▶ **ФРАГМЕНТ ТЕКСТА**:
****

Она упрямо просиживала у костров до утра, благо песни не прекращались всю ночь.
Утром выходишь из палатки, а у тлеющего костра на бревнышке спит Полина, сидя, как большая птица (не падая) и столь же невероятным образом удерживая вертикальное положение.
Чем она питалась неизвестно, по крайней мере, застать ее жующей не доводилось.
Однажды вечером пошел сильный ливень, все разбежались по палаткам, Поля осталась одна под дождем.
Мы, сердобольные, неосмотрительно пригласили ее в свою палатку, она свернулась калачиком в уголке палатки, как приблудившаяся мокрая собачонка, тихо скуля.
Все бы хорошо, да мокрая ее одежда уж очень парила, пришлось самим проситься к друзьям.
После этого случая Поля привязалась к нам, крутилась вокруг нас, заискивающе улыбалась, и хвостиком не вертела лишь по причине его отсутствия.
Теперь в нашей палатке обрели постоянное место жительства ее жуткие вещи, сумка, множество кульков, завернутые в газеты свертки...
Как-то мы возвращались с фестиваля, проходившего на Жуковом острове.
Полина прибилась к нам, шла молча, лишь изредка вставляла междометия.
Ее улыбка - и без того мало привлекательна, а тут!
Рот являл собой мрак (провал в черную дыру), губы, зубы, язык, десны - все было пугающе черно. Как оказалось, здесь не было ничего сверхъестественного - просто она не глотала, а жевала уголь (его таблетки) - то ли утоляла голод, то ли утихомиривала желудок...
К нашему стыду мы стали прятаться от Полины, делая вид, что не замечаем, пряча глаза, обходя сторонкой, она не обижалась, это чувство ей было неведомо, в нас же порождало острое ощущение вины, угрызения совести и недовольства собой...
Но как-то на концерте довелось увидеть совсем иную Полину.
Звучала завершающая концерт песня - кажется "Молитва" Окуджавы, пели все.
Пела и она, нет, не пела, шевелила губами, в глазах слезы, а лицо-то какое, лицо! Одухотворенное!

****

▶ **ИСХОДНЫЕ ДАННЫЕ**:

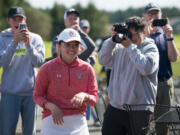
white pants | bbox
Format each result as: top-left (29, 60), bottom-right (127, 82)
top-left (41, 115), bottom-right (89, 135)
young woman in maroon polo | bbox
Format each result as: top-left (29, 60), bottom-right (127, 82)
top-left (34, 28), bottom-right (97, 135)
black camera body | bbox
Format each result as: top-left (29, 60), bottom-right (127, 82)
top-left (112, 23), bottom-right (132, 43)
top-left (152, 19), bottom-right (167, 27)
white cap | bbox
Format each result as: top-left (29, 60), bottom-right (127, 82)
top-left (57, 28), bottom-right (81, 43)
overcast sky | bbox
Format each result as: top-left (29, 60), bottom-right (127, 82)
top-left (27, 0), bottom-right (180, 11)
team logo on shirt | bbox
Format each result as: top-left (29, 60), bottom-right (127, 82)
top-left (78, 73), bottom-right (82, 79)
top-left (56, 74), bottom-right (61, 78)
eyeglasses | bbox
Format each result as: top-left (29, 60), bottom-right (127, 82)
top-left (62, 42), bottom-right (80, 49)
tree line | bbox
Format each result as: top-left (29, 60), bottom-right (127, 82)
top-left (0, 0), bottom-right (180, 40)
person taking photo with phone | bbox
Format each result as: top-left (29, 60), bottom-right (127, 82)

****

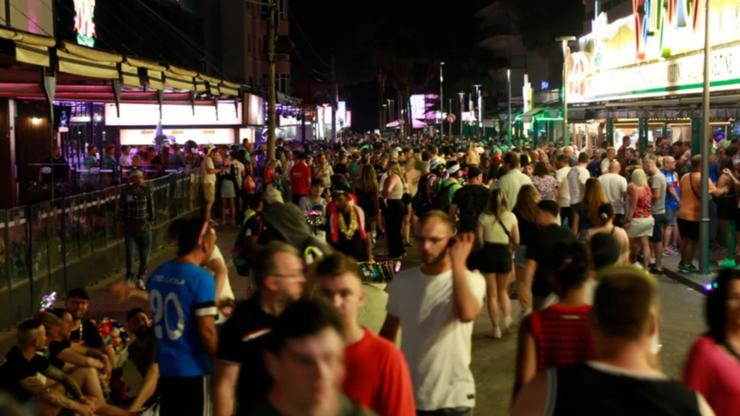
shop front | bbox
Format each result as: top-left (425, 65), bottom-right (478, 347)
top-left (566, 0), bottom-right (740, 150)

****

▶ **ЗАДАНИЕ**: Что во рту у Полины было пугающе черным, согласно фрагменту о Полине? Перечислите всё.

▶ **ОТВЕТ**: Губы, зубы, язык, десны.